§ PROBLEM STATEMENT:
Reproduce every row below verbatim, keeping each character and line break unchanged.

§ RECORDS FOR THE EXERCISE:
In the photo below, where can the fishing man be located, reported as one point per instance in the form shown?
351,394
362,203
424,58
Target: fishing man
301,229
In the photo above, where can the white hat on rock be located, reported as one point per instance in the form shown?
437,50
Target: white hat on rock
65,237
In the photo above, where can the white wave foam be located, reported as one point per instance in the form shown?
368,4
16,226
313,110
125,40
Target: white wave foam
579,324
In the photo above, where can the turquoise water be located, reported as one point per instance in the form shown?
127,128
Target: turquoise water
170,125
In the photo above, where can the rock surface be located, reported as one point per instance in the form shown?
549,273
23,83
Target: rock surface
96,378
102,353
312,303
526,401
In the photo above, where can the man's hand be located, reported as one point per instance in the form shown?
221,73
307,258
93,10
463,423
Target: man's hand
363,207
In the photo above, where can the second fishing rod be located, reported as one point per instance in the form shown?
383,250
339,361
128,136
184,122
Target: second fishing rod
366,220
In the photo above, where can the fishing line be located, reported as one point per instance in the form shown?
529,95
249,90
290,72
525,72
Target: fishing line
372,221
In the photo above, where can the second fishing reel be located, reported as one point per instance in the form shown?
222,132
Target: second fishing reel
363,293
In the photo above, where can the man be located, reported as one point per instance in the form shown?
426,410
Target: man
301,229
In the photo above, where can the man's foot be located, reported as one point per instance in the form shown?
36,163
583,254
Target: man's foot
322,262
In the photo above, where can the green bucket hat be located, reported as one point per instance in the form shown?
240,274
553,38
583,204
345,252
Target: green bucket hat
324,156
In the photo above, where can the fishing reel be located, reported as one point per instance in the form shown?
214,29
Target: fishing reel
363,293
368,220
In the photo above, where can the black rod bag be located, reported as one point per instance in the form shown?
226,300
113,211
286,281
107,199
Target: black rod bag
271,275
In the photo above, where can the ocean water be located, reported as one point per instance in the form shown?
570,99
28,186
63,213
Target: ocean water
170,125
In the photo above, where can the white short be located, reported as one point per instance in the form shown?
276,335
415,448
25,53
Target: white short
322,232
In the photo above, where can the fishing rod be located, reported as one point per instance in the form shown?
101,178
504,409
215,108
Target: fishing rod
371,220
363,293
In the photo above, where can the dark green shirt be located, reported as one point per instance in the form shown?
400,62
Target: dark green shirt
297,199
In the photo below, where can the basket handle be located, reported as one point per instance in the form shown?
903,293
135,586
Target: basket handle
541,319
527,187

§ COMPLETE RESPONSE:
In the photo below, where can the fishing man be located, reported as one point per instance in the form shown?
351,394
362,203
424,58
Target: fishing man
301,229
In the photo above, where can the white hat on rock be located, reported as one point per instance in the form shown?
437,50
Target: white hat on rock
65,237
In the photo above, where can the white wave foam be located, reported as one point per instance in the form shown?
368,4
16,226
313,110
125,40
Target: white wave foam
579,324
In the photo above, where can the turquoise water be located, reported as one point per instance in the form shown?
127,128
Target: turquoise water
170,125
In the photo above, where can the rock surface be located, reported as one point per instance in the form shown?
549,273
23,83
Target: rock surface
96,378
102,353
312,303
526,401
In the photo above, where can the man's hand be located, reported as one point per instance in the form shown?
221,73
307,258
93,10
463,423
Target: man's hand
363,207
In the photo above, where can the second fishing rod be located, reported as one point per instance in the form shown?
383,250
339,361
128,136
184,122
Target: second fishing rod
366,220
In the photo above, where can the fishing line be located, reported as one point per instance in the form shown?
529,95
249,90
290,72
525,72
Target: fishing line
372,221
In the photo above, where can the second fishing reel be located, reported as one point per instance in the form shown?
222,132
Target: second fishing reel
363,293
In the photo above, where can the man be located, reported as one point per instance in the form shown?
426,410
Target: man
301,229
In the photo above, where can the man's foot be located, reported as one point per instance in the form shown?
36,163
583,254
Target: man's foot
322,262
In the photo above, where can the green bucket hat be located, reported as one point per instance in the form shown?
240,274
553,38
583,204
345,252
Target: green bucket hat
324,156
In the photo above, where can the fishing reel be located, reported as one point per instance in the form shown?
214,29
Target: fishing reel
363,293
368,220
In the photo above, where can the black rod bag be located, reported as one point per instance in the form shown?
226,300
113,211
286,281
107,199
Target: black rod bag
271,275
In the photo above, where can the ocean water be located, reported as one point per instance in the form shown?
570,99
28,186
63,213
Target: ocean water
170,125
In the photo above, where can the white short be located, reported as one point per instance in the form shown?
276,335
415,448
25,53
Target: white short
322,232
In the photo above, where can the fishing rod be located, reported as one point per instance in the form shown?
101,178
504,409
215,108
Target: fishing rod
371,220
363,293
In the photo above, where can the dark green shirt be located, reported as one point per instance in the form shown?
400,62
Target: dark green shirt
297,199
In the photo below, where can the basket handle be located, reported as one point per instance in the form shown?
903,293
135,586
Target: basket handle
541,319
527,187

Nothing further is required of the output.